* **Work request**: Each entry has to be copied exactly, with nothing missed.

* **Source information**:
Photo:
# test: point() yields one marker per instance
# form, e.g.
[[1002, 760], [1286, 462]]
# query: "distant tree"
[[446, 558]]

* **Result for this task**:
Photo:
# test: point() yields one marker per instance
# form, e.g.
[[1002, 760], [1286, 462]]
# query: "distant tree"
[[446, 558]]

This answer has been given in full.